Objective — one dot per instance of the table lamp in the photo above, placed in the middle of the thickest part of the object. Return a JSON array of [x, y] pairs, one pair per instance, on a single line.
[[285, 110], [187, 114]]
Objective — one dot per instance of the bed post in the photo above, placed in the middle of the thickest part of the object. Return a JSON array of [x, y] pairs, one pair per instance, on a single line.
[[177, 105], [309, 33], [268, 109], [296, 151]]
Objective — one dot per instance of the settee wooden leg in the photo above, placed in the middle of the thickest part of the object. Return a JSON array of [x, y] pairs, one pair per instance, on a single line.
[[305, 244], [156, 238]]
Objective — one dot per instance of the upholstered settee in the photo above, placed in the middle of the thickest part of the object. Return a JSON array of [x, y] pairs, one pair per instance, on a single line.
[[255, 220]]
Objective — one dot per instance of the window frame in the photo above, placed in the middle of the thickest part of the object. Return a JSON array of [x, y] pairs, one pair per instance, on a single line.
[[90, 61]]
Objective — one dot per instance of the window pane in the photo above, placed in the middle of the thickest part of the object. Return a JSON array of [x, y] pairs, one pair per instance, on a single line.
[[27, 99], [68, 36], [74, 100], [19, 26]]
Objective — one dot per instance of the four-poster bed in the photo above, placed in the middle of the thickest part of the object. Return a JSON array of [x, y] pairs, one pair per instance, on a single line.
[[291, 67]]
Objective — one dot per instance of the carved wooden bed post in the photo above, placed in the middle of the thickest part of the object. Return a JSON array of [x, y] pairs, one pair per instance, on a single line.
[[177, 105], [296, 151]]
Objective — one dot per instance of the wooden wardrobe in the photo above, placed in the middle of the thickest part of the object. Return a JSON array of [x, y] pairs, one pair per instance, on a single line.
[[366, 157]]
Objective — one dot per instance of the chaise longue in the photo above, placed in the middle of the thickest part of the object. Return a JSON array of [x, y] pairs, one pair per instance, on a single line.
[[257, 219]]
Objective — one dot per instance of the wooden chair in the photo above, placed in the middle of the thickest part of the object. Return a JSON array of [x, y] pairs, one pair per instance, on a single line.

Required action
Return the records in full. Omit nothing.

Expected answer
Objective — one dot per instance of the table lamp in the photo above, placed in the middle of the thickest part of the object. Return a JSON array of [x, y] pairs, one pair per instance, on a single line.
[[285, 110], [187, 114]]
Objective — one dot per instance of the bed post in the photo above, placed in the middle of the thickest part of the object. Return a JSON array of [x, y] pairs, one pair per instance, on a single line.
[[177, 105], [309, 33], [268, 109], [296, 151]]
Objective — one dot per instance of the settee wooden leg in the photo above, placed in the middle of the thickest part of the object. Return a JSON array of [x, y] pairs, one pair per instance, on a single line.
[[305, 244], [156, 238]]
Objective — one dot per instance of the upholstered settee in the photo above, placed in the middle of the thickest part of the object. Return a JSON array of [x, y] pairs, one pair per instance, on a single line.
[[255, 220]]
Objective — one dot per instance of the window frame in the photo above, placed in the middle of the thickest part of the object. Return a JSON array of [x, y] pairs, one pair per instance, on a single line.
[[90, 61]]
Objective — one dot per instance of the window pane in the photo above, placed in the middle of the thickest part of the object. Return a JSON array of [x, y] pairs, one pair per instance, on a single line.
[[27, 99], [68, 36], [74, 100], [19, 26]]
Objective — one dot per instance of the four-poster bed in the photo above, placed in the middle of the thickest part of the object. Return a JSON array of [x, y] pairs, one pair per instance, on a single line.
[[291, 67]]
Objective — one dot per instance of the carved wooden bed post in the photo above, placed in the middle of the thickest part of the object. Return a JSON array of [x, y] pairs, one pair per instance, on a single line.
[[177, 105], [296, 151]]
Objective — one dot per instance of the wooden wardrobe in the photo above, placed in the middle of the thickest part of the object. Return a JSON array of [x, y] pairs, one pair per instance, on a single line.
[[366, 157]]
Objective — one dot per instance of the chaise longue in the photo above, placed in the middle of the thickest part of the object. Return a JSON array of [x, y] pairs, one pair per instance, on a single line.
[[257, 219]]
Objective — one dot per instance of the wooden chair in the photo above, placed in the middle of the thickest part of the object. Return a JSON array of [x, y] pairs, one pair per instance, on a single line.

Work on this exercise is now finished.